This paper contains 18 sections, 5 figures, 2 tables.

Figures (5)

  • Figure 1: Overview of study approach. 1.) Prototype training: ProtoECGNetsethi_protoecgnet_2025 was trained on the PTB-XL dataset for multi-label ECG classification, with three branches (1D rhythm, 2D local morphology, 2D global) that each learned representative waveform prototypes. 2.) Inference: The pretrained model was applied without retraining to MIMIC-IV ECGs, computing similarity scores to identify the most representative prototypes for each recording. 3.) Phenotyping: Prototype activations and branch-level classes were associated with hospital discharge diagnoses (phecodes) and compared with NLP-extracted concepts, enabling statistical testing of whether prototypes capture clinically meaningful, transferable physiologic signatures.
  • Figure 2: Comparison of predicted label distributions between PTB-XL and MIMIC-IV-ECG. A.) Frequencies (percentage of samples with predicted probability $\geq$ 0.5) of the 15 most prevalent predicted labels in MIMIC-IV-ECG, compared across both datasets. B.) Percentage difference in predicted label prevalence between MIMIC-IV-ECG and PTB-XL. Positive differences indicate higher predicted prevalence in MIMIC-IV-ECG; negative differences indicate lower prevalence compared to PTB-XL. C.) Scatterplot comparing label frequencies in PTB-XL and MIMIC-IV-ECG, illustrating broad agreement in prevalence patterns despite dataset differences (e.g., ICU setting in MIMIC). Labels with an absolute percentage difference greater than 1.0% are annotated. The dashed line indicates equal prevalence across datasets. D.) Distribution of predicted probabilities for the 15 most prevalent labels in MIMIC-IV-ECG, shown for both PTB-XL and MIMIC-IV-ECG among samples where that label was predicted with probability $\geq$ 0.5.

[Collected data]
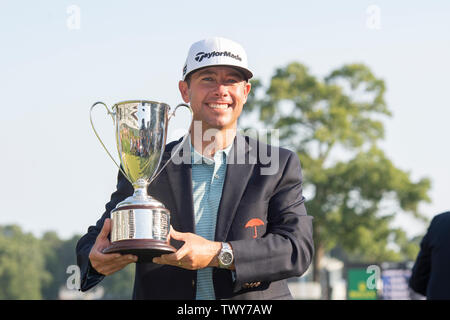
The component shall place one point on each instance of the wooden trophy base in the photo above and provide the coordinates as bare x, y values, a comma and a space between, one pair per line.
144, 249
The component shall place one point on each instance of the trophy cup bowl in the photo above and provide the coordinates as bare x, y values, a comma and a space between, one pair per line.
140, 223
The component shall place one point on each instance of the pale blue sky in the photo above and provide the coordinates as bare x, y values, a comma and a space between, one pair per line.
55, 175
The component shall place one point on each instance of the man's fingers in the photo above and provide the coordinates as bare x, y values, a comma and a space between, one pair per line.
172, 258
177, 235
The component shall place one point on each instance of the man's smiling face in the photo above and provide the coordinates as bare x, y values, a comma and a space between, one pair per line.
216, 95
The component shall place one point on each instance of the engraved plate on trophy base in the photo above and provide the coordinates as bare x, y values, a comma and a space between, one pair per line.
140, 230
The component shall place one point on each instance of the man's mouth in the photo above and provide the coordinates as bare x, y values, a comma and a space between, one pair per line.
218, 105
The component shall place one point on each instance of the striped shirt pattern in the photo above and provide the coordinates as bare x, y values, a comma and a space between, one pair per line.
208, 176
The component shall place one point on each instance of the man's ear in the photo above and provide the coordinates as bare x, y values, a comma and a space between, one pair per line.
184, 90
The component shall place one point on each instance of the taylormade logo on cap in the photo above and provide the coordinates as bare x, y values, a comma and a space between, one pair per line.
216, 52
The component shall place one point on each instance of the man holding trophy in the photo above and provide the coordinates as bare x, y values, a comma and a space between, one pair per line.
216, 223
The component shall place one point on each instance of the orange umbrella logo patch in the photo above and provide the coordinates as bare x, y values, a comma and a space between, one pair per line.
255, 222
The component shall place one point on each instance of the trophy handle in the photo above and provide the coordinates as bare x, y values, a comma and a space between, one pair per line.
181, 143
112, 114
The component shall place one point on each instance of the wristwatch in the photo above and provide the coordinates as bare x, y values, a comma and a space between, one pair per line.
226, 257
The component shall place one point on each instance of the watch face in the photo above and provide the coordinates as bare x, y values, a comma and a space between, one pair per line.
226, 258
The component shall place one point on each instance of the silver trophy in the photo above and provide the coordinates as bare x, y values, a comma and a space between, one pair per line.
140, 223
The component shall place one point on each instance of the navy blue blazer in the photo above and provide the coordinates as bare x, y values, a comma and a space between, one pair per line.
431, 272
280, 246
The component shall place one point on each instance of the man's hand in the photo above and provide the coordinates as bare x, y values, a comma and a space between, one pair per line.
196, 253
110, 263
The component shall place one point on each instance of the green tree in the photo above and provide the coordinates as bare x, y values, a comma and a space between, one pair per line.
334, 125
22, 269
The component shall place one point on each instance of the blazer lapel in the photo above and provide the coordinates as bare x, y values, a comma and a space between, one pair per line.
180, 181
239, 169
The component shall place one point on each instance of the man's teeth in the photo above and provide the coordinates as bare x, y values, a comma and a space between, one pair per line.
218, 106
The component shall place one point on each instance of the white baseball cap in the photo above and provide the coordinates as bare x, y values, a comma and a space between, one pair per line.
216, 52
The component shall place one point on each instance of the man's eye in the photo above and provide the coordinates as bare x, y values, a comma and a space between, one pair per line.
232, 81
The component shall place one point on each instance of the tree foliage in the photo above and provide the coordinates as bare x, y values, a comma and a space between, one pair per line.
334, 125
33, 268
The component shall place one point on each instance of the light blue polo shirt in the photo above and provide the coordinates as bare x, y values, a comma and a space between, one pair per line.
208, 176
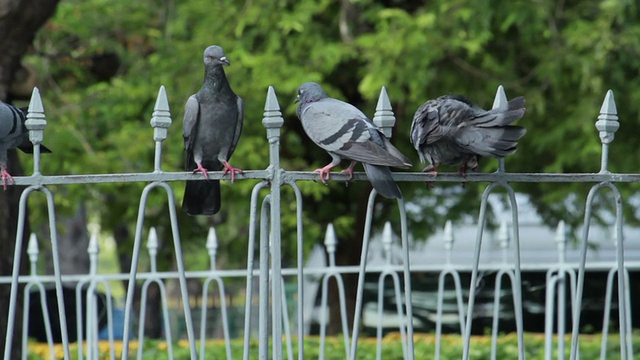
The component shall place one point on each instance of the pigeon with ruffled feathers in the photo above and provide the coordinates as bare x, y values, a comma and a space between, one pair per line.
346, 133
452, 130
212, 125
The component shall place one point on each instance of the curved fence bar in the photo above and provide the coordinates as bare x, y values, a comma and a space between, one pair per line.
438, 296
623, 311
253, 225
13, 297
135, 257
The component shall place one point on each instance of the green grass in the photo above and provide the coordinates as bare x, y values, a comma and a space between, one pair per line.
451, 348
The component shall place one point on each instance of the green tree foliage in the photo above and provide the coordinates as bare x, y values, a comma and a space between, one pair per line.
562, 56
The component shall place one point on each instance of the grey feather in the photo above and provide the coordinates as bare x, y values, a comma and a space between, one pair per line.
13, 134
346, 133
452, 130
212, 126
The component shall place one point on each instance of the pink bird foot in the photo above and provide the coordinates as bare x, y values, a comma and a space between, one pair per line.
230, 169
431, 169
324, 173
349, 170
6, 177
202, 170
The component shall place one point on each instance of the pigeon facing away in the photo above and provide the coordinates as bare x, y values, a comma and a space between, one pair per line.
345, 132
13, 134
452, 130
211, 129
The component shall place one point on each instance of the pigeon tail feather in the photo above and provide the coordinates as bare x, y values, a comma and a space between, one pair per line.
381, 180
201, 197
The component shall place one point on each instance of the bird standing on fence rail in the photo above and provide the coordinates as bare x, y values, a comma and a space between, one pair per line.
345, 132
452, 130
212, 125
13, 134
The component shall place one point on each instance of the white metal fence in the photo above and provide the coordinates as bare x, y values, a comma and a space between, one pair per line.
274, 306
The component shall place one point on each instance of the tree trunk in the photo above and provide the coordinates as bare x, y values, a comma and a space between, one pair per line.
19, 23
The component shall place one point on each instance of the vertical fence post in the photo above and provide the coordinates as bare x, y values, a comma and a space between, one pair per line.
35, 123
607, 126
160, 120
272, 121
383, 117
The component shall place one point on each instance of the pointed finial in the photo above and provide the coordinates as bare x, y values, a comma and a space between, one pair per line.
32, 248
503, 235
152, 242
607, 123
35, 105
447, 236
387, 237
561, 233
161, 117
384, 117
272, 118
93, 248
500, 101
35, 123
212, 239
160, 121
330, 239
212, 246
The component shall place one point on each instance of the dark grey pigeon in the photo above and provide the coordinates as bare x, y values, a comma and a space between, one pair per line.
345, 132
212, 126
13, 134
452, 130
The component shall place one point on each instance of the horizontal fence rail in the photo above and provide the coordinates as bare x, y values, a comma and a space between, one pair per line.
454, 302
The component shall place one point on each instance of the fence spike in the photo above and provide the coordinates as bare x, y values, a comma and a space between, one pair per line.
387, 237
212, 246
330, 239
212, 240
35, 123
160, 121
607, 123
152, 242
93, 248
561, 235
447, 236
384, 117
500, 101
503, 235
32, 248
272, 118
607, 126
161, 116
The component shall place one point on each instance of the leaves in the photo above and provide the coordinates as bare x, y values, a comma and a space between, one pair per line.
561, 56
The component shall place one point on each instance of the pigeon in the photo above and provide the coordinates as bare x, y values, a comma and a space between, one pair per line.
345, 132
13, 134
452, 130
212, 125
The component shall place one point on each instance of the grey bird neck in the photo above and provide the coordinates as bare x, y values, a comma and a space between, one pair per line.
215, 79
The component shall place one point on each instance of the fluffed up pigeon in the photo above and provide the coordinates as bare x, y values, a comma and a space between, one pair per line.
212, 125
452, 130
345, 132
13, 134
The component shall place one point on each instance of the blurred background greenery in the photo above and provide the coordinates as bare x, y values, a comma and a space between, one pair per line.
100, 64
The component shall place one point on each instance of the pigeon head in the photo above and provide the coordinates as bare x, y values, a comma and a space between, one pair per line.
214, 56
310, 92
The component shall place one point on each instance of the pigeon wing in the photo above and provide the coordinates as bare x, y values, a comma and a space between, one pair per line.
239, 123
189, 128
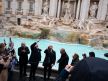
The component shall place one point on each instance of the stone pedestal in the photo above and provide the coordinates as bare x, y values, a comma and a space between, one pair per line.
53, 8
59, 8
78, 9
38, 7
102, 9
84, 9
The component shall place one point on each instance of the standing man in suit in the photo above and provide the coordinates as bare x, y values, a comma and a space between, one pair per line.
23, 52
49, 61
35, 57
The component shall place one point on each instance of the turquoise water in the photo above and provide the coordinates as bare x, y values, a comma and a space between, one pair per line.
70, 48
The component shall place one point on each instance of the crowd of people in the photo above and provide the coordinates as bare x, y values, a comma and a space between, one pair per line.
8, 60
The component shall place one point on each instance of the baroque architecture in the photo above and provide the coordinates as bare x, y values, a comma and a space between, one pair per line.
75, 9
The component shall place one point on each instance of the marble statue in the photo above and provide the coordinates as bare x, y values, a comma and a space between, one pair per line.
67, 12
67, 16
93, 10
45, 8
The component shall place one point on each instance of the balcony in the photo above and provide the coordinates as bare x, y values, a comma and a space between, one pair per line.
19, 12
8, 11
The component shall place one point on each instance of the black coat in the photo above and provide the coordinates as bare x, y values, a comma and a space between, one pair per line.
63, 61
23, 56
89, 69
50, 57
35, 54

==

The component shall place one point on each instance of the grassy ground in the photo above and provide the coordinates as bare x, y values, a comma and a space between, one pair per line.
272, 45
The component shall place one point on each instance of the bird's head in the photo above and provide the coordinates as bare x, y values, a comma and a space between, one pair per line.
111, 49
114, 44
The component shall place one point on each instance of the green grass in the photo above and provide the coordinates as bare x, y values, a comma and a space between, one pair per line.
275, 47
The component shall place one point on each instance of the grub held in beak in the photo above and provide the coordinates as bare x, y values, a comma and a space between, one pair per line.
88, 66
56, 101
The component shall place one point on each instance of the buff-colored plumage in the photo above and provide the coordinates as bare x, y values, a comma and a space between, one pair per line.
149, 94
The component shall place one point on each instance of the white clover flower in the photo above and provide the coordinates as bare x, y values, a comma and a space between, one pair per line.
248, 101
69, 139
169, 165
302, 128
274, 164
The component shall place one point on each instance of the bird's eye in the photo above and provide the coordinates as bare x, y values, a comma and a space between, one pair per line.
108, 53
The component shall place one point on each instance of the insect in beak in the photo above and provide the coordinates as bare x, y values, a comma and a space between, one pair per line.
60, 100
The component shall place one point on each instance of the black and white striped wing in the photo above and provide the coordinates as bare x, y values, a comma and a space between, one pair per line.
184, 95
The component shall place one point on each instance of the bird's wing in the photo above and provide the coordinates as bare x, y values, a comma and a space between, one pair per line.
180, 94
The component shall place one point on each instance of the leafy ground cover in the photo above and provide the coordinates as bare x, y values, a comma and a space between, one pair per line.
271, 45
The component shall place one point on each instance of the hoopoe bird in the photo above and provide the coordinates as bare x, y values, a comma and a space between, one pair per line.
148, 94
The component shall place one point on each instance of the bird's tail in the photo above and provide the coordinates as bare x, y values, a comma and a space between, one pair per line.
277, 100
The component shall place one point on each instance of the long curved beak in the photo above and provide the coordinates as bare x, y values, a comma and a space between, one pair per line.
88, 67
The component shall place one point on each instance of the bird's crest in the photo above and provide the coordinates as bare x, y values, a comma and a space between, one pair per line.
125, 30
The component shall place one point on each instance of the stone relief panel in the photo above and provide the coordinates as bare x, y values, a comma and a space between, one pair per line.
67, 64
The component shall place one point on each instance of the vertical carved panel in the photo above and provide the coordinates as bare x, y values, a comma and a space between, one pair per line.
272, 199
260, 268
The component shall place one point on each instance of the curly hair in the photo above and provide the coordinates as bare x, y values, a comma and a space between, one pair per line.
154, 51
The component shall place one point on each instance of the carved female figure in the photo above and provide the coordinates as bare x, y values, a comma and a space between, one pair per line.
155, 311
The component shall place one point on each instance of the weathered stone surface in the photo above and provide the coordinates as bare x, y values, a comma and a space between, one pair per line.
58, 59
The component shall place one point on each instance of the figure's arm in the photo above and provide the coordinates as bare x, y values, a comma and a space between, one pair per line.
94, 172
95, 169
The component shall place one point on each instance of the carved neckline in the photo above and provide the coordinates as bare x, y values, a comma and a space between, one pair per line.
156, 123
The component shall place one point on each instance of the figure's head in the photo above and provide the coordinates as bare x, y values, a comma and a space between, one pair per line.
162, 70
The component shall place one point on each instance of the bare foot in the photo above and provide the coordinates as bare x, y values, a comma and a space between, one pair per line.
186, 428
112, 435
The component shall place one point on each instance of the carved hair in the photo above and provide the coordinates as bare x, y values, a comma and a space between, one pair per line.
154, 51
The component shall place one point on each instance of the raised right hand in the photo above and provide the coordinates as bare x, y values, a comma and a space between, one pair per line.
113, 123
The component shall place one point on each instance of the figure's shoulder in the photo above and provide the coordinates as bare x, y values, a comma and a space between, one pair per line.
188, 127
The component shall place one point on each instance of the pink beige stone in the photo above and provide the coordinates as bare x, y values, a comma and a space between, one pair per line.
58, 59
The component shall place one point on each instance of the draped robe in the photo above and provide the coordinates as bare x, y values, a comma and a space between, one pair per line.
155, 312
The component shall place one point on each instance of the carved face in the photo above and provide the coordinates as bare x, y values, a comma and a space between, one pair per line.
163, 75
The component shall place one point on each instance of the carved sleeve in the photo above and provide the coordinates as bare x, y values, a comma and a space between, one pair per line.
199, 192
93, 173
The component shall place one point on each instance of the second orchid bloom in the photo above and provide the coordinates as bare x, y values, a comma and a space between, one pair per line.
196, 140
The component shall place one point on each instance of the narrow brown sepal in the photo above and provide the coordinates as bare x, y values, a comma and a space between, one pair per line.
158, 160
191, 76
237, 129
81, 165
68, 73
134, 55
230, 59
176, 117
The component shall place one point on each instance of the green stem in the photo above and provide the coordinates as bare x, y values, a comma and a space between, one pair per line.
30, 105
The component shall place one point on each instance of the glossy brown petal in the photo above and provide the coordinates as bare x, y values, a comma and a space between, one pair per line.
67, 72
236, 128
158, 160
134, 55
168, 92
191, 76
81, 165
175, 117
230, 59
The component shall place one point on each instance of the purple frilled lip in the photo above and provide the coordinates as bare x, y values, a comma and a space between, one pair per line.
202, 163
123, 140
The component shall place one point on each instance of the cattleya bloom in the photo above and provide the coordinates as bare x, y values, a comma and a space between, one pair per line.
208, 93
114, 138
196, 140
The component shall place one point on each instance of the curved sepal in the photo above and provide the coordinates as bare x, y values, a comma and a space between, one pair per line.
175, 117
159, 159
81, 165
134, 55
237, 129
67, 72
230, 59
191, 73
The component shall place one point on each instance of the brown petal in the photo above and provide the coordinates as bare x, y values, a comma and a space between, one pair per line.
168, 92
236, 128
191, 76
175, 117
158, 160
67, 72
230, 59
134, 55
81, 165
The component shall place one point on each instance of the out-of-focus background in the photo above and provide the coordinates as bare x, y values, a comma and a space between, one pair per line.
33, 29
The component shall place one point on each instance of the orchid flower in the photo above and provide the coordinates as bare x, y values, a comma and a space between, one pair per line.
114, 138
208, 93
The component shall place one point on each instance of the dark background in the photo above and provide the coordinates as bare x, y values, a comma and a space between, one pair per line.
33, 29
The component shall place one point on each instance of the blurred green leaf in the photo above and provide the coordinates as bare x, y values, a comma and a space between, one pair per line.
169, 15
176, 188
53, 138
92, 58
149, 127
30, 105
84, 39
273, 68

...

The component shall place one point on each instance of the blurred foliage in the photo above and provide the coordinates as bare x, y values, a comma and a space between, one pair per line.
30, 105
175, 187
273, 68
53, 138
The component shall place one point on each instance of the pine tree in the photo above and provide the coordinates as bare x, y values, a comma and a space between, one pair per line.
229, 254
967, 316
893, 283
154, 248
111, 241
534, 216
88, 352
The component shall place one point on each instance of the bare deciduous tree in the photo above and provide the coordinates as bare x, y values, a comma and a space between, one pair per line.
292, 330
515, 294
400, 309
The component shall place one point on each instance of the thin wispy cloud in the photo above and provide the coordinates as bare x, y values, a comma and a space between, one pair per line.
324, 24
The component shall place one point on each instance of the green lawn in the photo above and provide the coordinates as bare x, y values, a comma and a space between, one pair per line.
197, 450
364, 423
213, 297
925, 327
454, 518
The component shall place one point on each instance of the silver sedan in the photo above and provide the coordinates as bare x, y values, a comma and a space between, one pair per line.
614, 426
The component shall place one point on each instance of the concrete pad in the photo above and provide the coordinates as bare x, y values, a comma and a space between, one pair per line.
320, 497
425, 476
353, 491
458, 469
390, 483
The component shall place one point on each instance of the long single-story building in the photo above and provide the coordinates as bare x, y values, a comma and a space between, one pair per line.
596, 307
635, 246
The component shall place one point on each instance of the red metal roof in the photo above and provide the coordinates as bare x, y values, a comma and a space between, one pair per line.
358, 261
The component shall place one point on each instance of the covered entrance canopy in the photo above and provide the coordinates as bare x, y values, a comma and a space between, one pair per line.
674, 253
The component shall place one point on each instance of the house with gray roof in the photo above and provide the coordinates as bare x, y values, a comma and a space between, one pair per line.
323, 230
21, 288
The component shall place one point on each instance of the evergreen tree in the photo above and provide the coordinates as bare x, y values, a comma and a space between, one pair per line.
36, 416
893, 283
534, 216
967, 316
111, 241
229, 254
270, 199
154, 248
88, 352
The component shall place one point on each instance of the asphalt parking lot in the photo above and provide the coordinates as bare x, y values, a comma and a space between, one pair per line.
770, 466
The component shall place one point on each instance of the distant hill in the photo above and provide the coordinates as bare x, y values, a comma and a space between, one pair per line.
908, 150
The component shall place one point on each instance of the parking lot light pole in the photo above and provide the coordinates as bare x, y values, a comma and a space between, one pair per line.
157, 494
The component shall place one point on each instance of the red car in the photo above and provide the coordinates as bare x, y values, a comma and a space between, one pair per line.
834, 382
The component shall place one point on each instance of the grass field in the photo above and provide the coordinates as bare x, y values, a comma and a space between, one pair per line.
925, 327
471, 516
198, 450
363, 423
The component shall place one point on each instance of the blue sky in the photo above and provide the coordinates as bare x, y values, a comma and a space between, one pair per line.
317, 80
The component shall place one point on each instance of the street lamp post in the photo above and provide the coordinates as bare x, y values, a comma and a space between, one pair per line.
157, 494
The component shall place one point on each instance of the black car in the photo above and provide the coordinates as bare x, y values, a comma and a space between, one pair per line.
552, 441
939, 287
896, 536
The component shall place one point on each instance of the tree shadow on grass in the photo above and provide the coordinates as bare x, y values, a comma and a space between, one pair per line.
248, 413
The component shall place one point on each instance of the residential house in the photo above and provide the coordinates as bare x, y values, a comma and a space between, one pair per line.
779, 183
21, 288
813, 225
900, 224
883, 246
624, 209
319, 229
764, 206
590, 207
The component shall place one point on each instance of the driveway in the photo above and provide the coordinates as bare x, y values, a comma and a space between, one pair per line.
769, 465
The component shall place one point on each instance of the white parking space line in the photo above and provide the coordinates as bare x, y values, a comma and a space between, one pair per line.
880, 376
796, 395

## Task 1
According to the ECG paper excerpt, what are the model's three branches?
## Task 2
Summarize the ECG paper excerpt in two sentences.
## Task 3
Resume the ECG paper excerpt right after its final sentence.

## Final answer 1
A 1D rhythm branch, a 2D local morphology branch, and a 2D global branch.

## Final answer 2
In the study, a prototype-based model trained on the PTB-XL dataset for multi-label ECG classification was applied without retraining to MIMIC-IV ECGs. Its prototype activations were then linked to hospital discharge diagnoses and compared with NLP-extracted concepts, and a comparison of predicted label distributions between the two datasets showed broad agreement in prevalence patterns despite dataset differences.

## Final answer 3
  • Figure 3: Principal Component Analysis of the prototype vector embeddings for each class within the 3 branches. A.) Shows each of the 5 prototypes for the 1D rhythm branch, B.) the 7 prototypes for each class in the 2D global branch, and C.) centroids for the 18 prototypes per class in the 2D morphology branch. Only centroids are shown to reduce over-plotting and to allow for visualization. See Sethi et al. for the full list of class abbreviation definitions. sethi_protoecgnet_2025
  • Figure 4: (Left.) Comparison of odds ratios based on each class of available labels. Fusion Labels: ProtoECGNet final predictions, NLP Concept: extracted diagnosis related concepts from computer generated ECG reports, Prototype Class: Branch-level class predictions within ProtoECGNet, and Prototype ID: branch-level individual prototypes most similar to a particular ECG. All pairwise comparisons are significant (*** = $p$-value $<$ 0.001). Prototype ID provides the cleanest groupings for associations to phenotypes.
  • Figure 5: Comparison of odds ratio magnitude based on each set of available labels broken down across the 15 largest Phecode categories.